● Fragmento de página

== == ==

Buques petroleros fantasma, llamados así por apagar sus señales de localización para evadir sanciones que pesan sobre las economías de Venezuela, Irán y Rusia, ahora son abordados y su carga confiscada en altamar por fuerzas militares de Estados Unidos y Francia.

Lanchas que aparentemente transportan cocaína por el Mar Caribe y el Océano Pacífico hacia Estados Unidos, son bombardeadas dejando centenares de muertos.

En los tres casos no se acudió a una entidad supra nacional para buscar aprobación o siquiera una consulta. El sistema internacional y su estructura jurídica se ven totalmente sobrepasados y lucen como un cuadro colgado en la pared.

Potencias militares, especialmente Estados Unidos, se cansaron de la nula aplicación de las normas que ellas mismas ayudaron a construir y se han tomado la ley en sus manos. Ya parece que la ONU o el Consejo de Seguridad, la Corte Internacional de Justicia o la Organización Mundial de Comercio no existieran.

== == ==

Elementos guardados
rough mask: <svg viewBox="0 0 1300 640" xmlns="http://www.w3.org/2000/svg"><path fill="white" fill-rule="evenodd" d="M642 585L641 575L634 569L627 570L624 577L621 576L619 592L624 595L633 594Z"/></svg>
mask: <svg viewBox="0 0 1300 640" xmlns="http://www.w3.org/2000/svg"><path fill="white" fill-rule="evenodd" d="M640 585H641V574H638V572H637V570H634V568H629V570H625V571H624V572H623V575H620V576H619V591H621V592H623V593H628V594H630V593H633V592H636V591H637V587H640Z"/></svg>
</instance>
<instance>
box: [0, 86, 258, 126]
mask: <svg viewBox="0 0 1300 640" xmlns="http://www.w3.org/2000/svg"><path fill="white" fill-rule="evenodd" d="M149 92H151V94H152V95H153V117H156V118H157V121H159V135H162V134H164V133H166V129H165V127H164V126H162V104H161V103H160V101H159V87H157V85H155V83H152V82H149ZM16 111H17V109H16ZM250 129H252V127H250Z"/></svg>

== == ==

● Actividad 1
Traduce al inglés esta oración del fragmento sobre el derecho internacional: «Lanchas que aparentemente transportan cocaína por el Mar Caribe y el Océano Pacífico hacia Estados Unidos, son bombardeadas dejando centenares de muertos.»
● Actividad 2
Prosigue el fragmento sobre el derecho internacional a partir de su última oración.
El listado no hace falta para realizar la actividad.

● Respuesta escrita 1
Boats that apparently carry cocaine across the Caribbean Sea and the Pacific Ocean toward the United States are bombed, leaving hundreds dead.

● Respuesta escrita 2
Surge una “Junta de la Paz” o “Junta para la Paz”, que se autoproclamó esta semana como un organismo internacional y a la cual ya varias naciones se han adscrito, como una especie de “mini ONU”.

“Los primeros pasos hacia un día más brillante para el Medio Oriente y un futuro mucho más seguro para el mundo se están desarrollando ante sus propios ojos”, dice una publicación de la Casa Blanca en la red social Twitter.

Es clara la declaración de intenciones del nuevo organismo. Cuenta con un logotipo sugerente y dorado, en el que Norteamérica está rodeada por hojas de laurel. Una junta que creó Donald Trump -de la que es su presidente- compuesta por democracias, autocracias y regímenes monárquicos, que compite clara y abiertamente con la anquilosada ONU.

Un nuevo derecho internacional se crea ante nuestros ojos y, en distintos escenarios, pareciera cambiar por completo y de manera dramática el orden liderado y mantenido por Estados Unidos desde que terminó la Segunda Guerra Mundial.

Los académicos Mónica Hakimi y Jacob Katz Cogan ya lo veían venir en el 2025. Así lo consignaron en el artículo para el American Journal of International Law titulado “El fin del orden internacional respaldado por Estados Unidos y el futuro del derecho internacional”.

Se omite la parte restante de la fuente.